● **Stated task**
From the design thinking passage, extract word for word the stretch that begins with the words containing "What is Design" and ends with "prototypes, and testing.".

──────── Source passage

As a marketer, you know it’s essential to be customer-centric. You want to engage with the end-users as much as you can. And you want to take part in building things that people want to use. Yeah, everybody’s doing it. The question is: how to stay away from being mediocre and not sound like everyone else?
Enter Design Thinking – it is a set of actionable steps that guide you and your team to develop practical and innovative solutions for real-life problems. Some of the world’s leading brands, such as Apple, P&G, UberEATS, Airbnb, have rapidly adopted the design thinking approach to create a successful business.
In this article, we will first briefly go through what design thinking is and illustrate it with a couple of world-class examples. You will walk away with a list of 6 online courses to start learning design thinking at the comfort of your home under $100 with or without a certificate to show in your Linkedin profile. Ready? Let’s go!
What is Design Thinking?
Design thinking is a human-centered approach usually used by teams to solving problems in the ever-changing world. It is a non-linear process that involves steps in understanding the users, defining the problems, generating creative ideas, experimenting with rapid prototypes, and testing.

────────────────
──────── Information shown

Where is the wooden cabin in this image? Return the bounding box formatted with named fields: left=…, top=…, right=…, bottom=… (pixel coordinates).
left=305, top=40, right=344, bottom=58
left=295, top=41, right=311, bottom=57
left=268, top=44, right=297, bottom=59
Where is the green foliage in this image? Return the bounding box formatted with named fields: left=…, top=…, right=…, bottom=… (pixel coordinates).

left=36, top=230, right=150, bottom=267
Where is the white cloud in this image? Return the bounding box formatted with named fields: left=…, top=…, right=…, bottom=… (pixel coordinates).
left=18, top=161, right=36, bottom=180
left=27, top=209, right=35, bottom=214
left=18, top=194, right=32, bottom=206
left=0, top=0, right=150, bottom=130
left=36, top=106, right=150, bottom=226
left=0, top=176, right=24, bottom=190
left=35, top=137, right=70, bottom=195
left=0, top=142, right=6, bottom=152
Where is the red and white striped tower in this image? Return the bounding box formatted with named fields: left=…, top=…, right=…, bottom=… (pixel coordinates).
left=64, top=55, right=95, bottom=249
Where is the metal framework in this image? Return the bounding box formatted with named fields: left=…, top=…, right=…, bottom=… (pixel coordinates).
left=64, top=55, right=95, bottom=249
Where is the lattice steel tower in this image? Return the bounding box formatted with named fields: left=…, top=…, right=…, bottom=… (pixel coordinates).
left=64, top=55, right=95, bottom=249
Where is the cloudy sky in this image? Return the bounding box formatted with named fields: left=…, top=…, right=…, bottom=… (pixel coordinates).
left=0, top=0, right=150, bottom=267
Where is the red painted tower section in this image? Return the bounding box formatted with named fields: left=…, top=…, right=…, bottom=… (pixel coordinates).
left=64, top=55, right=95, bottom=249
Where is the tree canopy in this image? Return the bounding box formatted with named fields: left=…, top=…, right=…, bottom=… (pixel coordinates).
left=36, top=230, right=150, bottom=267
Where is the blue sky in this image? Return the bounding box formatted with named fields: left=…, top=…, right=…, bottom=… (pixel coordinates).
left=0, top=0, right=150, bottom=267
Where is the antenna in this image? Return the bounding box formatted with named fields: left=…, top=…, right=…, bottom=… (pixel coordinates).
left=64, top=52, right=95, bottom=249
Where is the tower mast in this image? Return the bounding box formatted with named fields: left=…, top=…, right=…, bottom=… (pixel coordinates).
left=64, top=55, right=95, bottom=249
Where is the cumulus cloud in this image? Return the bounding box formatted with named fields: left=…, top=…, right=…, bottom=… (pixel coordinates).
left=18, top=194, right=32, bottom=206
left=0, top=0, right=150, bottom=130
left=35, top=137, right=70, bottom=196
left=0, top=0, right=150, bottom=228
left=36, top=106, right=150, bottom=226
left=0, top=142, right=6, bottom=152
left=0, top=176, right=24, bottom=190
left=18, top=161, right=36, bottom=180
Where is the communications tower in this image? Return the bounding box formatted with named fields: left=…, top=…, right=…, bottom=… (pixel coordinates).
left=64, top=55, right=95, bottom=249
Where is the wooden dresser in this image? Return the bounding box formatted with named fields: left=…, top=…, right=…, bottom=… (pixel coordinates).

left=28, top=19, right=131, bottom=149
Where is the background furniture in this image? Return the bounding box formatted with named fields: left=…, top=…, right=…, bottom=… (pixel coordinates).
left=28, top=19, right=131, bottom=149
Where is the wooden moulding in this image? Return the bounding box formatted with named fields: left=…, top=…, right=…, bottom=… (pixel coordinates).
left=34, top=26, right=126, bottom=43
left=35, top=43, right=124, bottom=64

────────────────
──────── Information shown

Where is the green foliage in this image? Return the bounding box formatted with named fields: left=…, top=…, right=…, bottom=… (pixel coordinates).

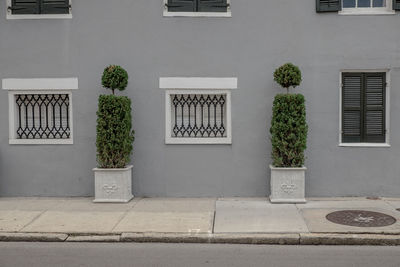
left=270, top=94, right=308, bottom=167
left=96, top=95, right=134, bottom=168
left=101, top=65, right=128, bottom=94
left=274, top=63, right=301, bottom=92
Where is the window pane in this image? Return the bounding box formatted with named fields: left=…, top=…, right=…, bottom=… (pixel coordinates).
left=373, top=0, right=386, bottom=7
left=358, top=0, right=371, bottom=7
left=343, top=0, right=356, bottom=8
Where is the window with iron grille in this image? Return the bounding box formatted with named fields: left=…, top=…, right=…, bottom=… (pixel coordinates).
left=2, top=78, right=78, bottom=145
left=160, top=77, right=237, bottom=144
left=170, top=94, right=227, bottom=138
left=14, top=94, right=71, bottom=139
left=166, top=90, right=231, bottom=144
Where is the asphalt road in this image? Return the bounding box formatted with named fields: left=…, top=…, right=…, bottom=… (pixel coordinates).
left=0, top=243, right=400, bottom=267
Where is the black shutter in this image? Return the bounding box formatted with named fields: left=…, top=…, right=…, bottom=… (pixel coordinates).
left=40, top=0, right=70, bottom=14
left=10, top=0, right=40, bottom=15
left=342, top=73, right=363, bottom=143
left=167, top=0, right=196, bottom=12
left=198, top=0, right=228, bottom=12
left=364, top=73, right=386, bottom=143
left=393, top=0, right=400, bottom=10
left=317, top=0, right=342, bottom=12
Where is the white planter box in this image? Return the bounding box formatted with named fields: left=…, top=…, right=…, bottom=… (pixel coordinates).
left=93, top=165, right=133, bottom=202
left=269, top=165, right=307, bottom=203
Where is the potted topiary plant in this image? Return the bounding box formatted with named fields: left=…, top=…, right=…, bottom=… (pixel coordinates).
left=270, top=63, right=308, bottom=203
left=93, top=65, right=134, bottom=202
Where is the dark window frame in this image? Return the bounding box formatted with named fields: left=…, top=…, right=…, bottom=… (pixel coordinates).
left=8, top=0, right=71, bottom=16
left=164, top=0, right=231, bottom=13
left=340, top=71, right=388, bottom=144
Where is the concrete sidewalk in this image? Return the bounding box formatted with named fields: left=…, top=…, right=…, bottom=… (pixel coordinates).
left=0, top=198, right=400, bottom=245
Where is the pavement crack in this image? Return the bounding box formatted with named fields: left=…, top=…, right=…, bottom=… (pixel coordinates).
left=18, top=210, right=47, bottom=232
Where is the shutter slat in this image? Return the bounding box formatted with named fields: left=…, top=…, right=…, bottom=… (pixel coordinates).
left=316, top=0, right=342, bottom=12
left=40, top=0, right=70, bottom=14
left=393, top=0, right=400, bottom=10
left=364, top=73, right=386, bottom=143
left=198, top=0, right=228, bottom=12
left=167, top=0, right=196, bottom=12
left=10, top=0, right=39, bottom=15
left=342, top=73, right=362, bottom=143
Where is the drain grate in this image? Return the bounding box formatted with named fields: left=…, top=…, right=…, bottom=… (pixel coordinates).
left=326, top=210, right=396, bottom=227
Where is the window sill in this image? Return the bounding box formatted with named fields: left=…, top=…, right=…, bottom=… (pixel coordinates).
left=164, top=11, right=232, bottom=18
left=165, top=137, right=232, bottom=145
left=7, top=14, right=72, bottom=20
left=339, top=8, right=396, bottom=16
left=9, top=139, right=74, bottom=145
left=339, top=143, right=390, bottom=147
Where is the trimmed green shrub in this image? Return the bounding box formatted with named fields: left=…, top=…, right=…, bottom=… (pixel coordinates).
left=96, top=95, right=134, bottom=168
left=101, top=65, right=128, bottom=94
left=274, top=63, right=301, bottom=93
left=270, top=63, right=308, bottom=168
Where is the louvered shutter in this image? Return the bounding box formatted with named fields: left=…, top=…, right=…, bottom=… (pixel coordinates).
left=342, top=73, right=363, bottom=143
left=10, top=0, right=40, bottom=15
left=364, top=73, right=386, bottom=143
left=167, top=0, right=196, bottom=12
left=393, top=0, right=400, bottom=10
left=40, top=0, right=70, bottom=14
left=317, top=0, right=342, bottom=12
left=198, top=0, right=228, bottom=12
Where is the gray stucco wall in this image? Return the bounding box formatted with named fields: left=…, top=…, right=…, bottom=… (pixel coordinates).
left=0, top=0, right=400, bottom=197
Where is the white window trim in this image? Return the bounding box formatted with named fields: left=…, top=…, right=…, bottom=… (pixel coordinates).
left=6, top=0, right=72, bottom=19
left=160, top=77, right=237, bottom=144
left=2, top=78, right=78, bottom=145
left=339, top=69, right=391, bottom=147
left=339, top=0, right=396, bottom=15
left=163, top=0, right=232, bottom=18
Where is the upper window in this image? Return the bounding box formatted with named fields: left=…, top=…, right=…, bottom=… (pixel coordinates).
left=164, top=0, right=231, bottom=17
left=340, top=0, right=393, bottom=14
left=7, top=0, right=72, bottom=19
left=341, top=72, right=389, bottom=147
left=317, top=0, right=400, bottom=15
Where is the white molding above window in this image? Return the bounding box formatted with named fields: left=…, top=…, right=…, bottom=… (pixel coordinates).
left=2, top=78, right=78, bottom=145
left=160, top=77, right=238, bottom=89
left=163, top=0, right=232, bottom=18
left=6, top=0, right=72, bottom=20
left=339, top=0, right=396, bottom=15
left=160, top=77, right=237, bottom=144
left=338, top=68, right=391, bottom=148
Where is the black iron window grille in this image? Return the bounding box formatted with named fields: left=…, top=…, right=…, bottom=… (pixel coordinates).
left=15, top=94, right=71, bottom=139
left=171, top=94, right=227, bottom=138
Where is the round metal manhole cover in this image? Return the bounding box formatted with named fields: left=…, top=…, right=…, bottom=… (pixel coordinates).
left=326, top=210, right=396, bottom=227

────────────────

● **Answer to the exercise**
What is Design Thinking?
Design thinking is a human-centered approach usually used by teams to solving problems in the ever-changing world. It is a non-linear process that involves steps in understanding the users, defining the problems, generating creative ideas, experimenting with rapid prototypes, and testing.